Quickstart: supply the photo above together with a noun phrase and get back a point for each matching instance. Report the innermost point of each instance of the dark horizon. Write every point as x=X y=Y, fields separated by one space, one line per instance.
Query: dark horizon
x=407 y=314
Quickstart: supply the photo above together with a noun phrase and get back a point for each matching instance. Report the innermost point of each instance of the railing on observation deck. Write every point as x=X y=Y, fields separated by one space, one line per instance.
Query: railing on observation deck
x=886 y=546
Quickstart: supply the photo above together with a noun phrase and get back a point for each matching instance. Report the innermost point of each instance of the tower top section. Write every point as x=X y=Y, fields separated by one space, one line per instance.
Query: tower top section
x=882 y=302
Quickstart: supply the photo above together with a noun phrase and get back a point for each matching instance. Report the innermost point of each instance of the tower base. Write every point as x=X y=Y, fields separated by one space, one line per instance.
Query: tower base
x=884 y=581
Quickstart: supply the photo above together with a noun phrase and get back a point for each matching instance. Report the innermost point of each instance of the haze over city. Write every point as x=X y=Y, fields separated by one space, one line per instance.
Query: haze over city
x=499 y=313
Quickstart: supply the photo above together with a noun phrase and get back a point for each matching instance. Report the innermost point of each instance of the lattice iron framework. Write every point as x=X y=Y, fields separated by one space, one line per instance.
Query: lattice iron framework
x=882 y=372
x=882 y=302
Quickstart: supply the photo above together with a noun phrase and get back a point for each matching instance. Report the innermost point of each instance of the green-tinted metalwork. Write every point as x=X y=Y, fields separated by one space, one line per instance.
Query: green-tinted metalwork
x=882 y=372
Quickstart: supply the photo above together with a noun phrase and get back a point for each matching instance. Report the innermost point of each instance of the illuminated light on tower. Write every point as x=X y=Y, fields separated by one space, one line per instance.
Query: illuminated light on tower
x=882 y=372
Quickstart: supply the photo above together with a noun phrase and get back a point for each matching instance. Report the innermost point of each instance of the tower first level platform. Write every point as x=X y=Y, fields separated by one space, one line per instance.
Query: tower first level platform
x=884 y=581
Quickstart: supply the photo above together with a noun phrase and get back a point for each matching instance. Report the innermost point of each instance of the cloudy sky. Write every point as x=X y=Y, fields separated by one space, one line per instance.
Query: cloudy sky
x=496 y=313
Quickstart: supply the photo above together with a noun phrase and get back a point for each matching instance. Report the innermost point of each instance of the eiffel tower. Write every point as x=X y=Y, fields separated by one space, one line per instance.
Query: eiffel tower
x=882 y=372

*TASK TO CARRY OUT:*
Could you repeat the stretch from the start of the material through the line containing "x=886 y=546", changing "railing" to "guardrail" and keeping everything else the same?

*EXERCISE ANSWER:*
Quickstart: supply the photo above together with a noun phrase and get back a point for each matching instance. Report the innermost point of each instance of the dark horizon. Write every point as x=X y=Y, fields separated by one space, one line per instance.
Query: dark horizon
x=407 y=314
Quickstart: supply the photo above together with a noun phrase and get back a point for each matching instance. Report the innermost point of each instance of the guardrail on observation deck. Write every point as x=X y=Y, fields separated by one space, one line per instance.
Query: guardrail on observation deck
x=886 y=546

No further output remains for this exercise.